## GOAL:
Copy out the rows from "Query: green foliage" through "103], [22, 109]]]", renaming "green foliage" as "leafy vegetation" wherever it occurs and leaving everything else unchanged.

==========

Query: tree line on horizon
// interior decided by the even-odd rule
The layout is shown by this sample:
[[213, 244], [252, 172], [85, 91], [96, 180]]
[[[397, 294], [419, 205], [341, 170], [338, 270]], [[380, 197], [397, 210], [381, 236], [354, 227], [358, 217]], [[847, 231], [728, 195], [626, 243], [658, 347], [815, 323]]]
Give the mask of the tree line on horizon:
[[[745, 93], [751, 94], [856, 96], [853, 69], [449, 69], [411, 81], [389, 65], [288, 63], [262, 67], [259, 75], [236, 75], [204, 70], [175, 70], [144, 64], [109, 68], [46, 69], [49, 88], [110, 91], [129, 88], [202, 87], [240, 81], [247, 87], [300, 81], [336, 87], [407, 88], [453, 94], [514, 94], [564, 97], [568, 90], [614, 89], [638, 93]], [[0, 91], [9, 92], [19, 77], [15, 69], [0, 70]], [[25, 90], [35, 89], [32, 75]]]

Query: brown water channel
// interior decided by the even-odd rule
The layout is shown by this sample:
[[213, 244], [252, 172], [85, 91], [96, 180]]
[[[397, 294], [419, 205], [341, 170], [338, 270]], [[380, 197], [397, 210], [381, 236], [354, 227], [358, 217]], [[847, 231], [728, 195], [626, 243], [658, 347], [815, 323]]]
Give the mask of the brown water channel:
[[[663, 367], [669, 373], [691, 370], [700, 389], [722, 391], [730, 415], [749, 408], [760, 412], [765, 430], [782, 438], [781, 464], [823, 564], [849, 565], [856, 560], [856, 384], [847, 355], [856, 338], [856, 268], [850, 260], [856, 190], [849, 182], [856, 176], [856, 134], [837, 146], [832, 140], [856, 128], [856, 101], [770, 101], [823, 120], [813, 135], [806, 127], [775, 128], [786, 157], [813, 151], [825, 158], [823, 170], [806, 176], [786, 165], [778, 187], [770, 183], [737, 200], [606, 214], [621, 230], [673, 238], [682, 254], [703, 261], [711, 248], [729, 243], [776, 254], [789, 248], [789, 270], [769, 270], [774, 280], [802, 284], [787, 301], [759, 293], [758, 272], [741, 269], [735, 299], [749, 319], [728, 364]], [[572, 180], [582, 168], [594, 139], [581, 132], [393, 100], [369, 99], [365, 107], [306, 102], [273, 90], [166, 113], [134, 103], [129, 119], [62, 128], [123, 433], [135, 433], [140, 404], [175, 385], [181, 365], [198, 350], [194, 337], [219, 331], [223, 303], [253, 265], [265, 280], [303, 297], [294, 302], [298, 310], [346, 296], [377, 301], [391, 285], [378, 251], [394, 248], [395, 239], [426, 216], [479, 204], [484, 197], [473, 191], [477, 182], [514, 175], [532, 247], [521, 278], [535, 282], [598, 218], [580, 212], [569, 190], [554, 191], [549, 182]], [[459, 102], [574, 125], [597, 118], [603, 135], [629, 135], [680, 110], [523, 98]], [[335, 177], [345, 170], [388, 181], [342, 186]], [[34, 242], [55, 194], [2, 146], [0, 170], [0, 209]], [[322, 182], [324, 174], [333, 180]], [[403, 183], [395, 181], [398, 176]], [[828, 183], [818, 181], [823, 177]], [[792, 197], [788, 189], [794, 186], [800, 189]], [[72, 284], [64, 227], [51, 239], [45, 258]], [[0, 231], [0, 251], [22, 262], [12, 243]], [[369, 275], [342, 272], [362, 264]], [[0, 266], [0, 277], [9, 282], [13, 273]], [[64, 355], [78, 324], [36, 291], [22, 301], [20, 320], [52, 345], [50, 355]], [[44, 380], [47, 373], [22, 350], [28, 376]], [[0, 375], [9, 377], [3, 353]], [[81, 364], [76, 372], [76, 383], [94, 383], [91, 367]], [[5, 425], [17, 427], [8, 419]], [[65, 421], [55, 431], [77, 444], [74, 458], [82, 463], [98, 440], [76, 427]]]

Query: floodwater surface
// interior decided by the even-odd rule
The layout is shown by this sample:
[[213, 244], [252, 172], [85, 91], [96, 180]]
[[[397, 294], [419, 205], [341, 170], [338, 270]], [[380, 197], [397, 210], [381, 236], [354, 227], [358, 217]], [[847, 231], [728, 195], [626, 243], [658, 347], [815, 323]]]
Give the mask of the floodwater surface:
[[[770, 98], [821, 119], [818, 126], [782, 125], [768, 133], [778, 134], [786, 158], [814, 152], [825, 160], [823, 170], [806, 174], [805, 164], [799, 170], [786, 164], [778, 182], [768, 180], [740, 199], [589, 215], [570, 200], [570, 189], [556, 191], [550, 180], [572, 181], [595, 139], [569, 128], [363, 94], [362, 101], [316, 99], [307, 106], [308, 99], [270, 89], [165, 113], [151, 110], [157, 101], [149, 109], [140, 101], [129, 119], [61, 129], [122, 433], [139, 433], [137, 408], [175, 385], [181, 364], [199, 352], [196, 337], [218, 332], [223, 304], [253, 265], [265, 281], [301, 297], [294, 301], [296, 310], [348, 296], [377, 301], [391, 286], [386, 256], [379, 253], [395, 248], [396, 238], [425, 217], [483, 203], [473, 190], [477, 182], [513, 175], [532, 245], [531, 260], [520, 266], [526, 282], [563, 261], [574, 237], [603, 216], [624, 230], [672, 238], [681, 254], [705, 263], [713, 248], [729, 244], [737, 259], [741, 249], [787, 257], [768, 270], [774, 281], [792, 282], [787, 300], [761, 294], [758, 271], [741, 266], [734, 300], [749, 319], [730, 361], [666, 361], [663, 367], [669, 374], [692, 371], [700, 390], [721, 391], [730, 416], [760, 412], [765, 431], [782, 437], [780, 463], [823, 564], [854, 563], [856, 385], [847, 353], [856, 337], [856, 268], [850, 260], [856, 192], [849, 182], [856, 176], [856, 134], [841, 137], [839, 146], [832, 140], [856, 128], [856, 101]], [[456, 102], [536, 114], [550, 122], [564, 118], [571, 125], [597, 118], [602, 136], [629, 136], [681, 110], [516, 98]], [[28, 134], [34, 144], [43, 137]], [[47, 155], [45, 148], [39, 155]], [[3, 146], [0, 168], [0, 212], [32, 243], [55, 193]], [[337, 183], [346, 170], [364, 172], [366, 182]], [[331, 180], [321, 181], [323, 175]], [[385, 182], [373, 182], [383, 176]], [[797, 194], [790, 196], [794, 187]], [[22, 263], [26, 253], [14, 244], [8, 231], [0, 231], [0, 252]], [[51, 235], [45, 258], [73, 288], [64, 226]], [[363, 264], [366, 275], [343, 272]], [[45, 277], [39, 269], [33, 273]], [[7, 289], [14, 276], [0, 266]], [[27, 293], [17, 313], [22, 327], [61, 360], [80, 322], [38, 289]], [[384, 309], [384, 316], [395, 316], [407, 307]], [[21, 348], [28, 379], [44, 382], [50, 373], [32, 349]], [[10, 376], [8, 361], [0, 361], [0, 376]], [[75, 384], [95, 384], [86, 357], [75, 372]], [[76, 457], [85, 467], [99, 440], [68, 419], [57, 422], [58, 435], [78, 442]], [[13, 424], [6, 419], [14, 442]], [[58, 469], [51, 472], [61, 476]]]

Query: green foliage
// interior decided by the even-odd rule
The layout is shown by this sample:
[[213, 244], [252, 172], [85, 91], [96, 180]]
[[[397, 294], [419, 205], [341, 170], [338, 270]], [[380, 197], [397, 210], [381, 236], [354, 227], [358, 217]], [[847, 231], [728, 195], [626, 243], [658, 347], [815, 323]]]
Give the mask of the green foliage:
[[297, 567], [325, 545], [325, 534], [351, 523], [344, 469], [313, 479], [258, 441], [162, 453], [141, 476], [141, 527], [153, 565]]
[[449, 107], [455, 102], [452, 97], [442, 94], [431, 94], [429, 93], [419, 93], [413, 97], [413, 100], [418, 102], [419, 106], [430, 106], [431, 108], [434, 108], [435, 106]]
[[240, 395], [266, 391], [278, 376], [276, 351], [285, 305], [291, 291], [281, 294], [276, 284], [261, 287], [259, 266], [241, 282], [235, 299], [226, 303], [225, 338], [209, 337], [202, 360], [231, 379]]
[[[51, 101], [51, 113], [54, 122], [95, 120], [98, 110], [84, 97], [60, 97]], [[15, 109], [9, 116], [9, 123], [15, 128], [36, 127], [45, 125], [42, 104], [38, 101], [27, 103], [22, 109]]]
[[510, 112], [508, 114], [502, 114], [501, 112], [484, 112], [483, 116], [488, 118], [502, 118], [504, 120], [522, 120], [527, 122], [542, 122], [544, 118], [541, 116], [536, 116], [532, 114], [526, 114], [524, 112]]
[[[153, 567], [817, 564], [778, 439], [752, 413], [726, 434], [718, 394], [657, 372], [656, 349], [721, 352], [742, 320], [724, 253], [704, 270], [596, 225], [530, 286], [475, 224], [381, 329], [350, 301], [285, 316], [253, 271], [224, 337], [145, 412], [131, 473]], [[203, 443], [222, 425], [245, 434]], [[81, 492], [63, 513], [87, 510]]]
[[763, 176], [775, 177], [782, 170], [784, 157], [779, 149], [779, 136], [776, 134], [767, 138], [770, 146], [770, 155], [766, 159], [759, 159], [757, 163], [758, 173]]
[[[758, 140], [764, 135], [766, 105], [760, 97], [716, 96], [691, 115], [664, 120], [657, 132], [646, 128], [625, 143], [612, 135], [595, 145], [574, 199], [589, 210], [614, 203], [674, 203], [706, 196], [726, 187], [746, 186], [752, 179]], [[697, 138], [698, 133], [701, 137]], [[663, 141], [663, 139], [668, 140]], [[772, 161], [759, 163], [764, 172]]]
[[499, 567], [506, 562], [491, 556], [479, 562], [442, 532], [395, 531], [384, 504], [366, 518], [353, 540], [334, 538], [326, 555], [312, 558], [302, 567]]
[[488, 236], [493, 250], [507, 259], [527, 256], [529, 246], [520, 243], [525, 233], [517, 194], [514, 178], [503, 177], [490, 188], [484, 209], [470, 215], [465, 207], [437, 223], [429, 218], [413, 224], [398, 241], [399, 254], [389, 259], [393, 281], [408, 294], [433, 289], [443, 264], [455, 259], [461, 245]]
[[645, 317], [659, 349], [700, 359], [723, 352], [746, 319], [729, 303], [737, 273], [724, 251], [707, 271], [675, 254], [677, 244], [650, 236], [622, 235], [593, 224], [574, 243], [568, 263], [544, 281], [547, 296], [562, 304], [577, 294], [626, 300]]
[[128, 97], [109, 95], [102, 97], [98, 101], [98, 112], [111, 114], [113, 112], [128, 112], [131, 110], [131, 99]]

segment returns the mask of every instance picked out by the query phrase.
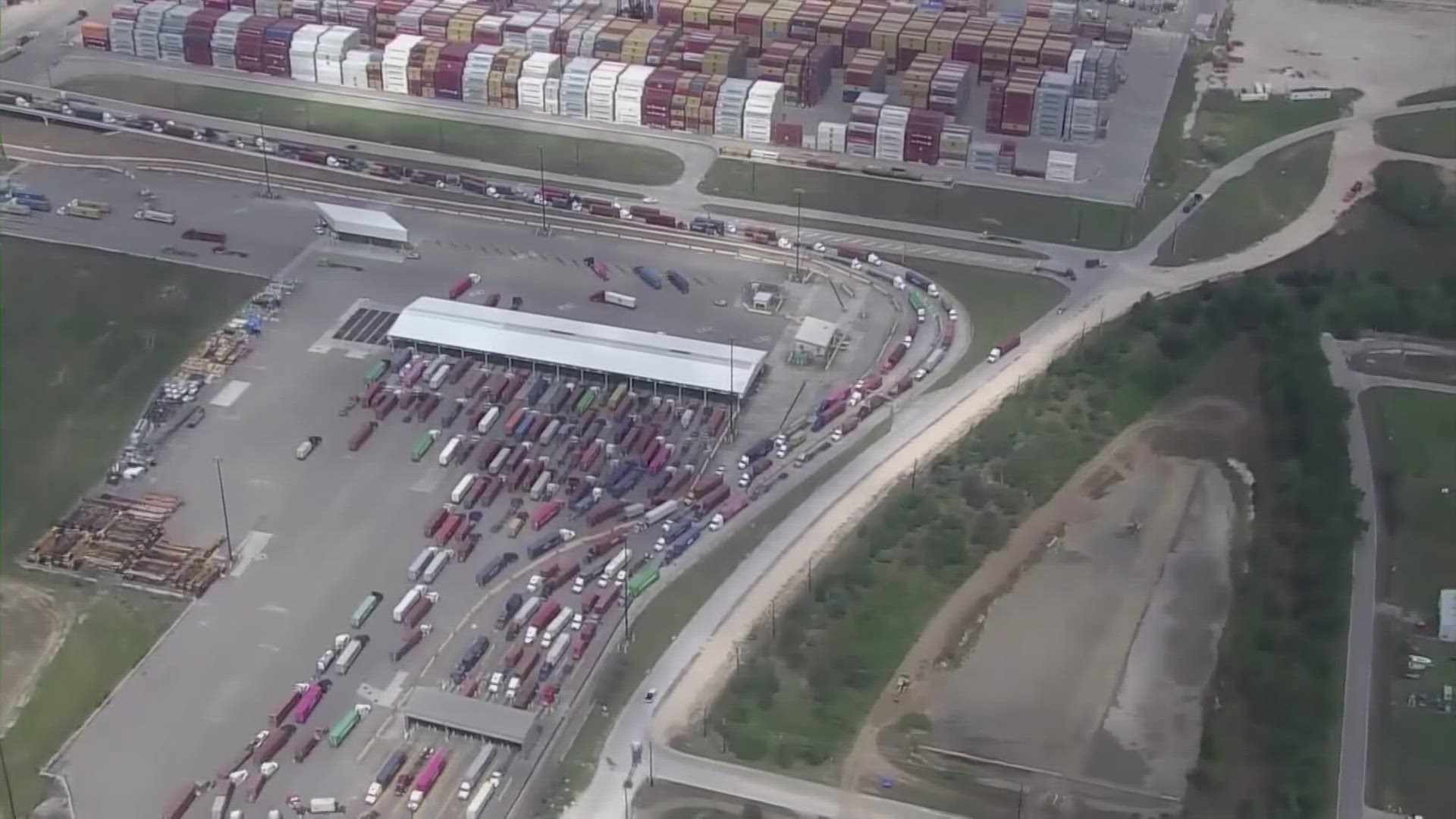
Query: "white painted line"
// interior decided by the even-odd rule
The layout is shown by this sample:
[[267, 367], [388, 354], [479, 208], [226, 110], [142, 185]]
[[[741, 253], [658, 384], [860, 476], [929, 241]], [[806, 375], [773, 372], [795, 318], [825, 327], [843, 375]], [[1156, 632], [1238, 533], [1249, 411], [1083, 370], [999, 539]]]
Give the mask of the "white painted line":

==========

## COMPLETED EXERCISE:
Query: leafy vegetation
// interior decided by the even-odd rule
The layout is shown by this sample:
[[213, 244], [252, 172], [85, 91], [96, 180]]
[[[397, 294], [419, 205], [341, 170], [338, 270]], [[380, 197], [397, 210], [381, 236], [354, 227], [358, 217]], [[847, 231], [728, 195], [626, 243], [658, 347], [815, 323]]]
Give the mask of the leafy vegetation:
[[297, 567], [325, 545], [325, 534], [351, 523], [344, 469], [313, 479], [258, 441], [162, 453], [141, 476], [141, 527], [153, 565]]
[[449, 107], [455, 102], [452, 97], [442, 94], [431, 94], [429, 93], [419, 93], [413, 97], [413, 100], [418, 102], [419, 106], [430, 106], [431, 108], [434, 108], [435, 106]]
[[240, 395], [266, 391], [278, 376], [276, 351], [285, 305], [291, 291], [281, 294], [276, 284], [261, 287], [259, 266], [241, 282], [235, 299], [226, 303], [225, 338], [209, 337], [202, 360], [231, 379]]
[[[51, 101], [51, 113], [54, 122], [95, 120], [98, 110], [84, 97], [60, 97]], [[15, 109], [9, 116], [9, 123], [15, 128], [36, 127], [45, 125], [42, 104], [38, 101], [27, 103], [22, 109]]]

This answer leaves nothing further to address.